Please edit the rows below by changing "every instance" to "each instance" wherever it appears, leaving everything else unchanged. Don't include the pictures in your answer.

** BEGIN DATASET RECORDS **

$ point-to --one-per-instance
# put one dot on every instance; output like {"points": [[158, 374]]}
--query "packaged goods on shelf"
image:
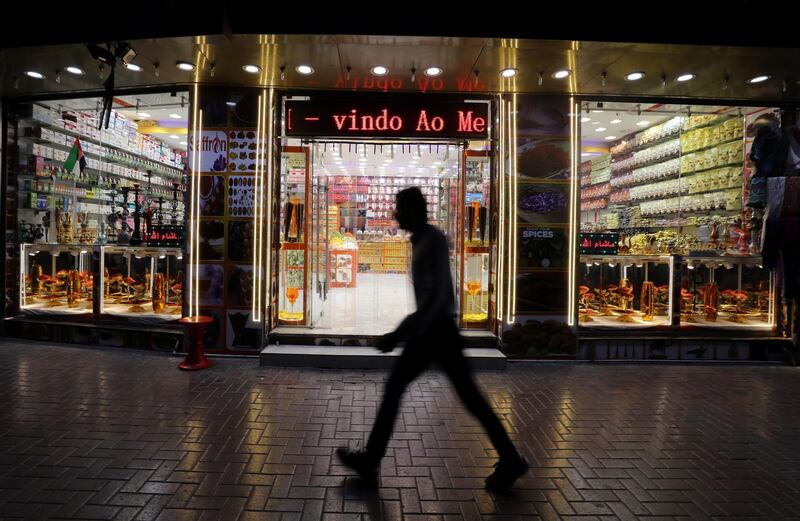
{"points": [[601, 162], [620, 196], [624, 146], [658, 132], [658, 152], [657, 171], [653, 190], [596, 191], [622, 164]]}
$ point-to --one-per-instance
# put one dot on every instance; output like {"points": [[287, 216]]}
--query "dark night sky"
{"points": [[732, 22]]}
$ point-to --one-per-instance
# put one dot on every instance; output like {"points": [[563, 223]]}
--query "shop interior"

** END DATASET RECORDS **

EXERCISE ANSWER:
$ point-to --one-per-instance
# put one dot on each instance; output like {"points": [[158, 374]]}
--query "packaged goods on shelf"
image:
{"points": [[601, 162], [620, 196], [624, 146], [658, 132], [658, 152], [657, 171], [653, 190], [596, 191], [622, 164]]}
$ point-to --one-per-instance
# put one dot on each instance; output like {"points": [[287, 216]]}
--query "dark night sky"
{"points": [[732, 22]]}
$ point-to --one-per-instance
# put one dot on each instance; output like {"points": [[563, 223]]}
--query "shop interior"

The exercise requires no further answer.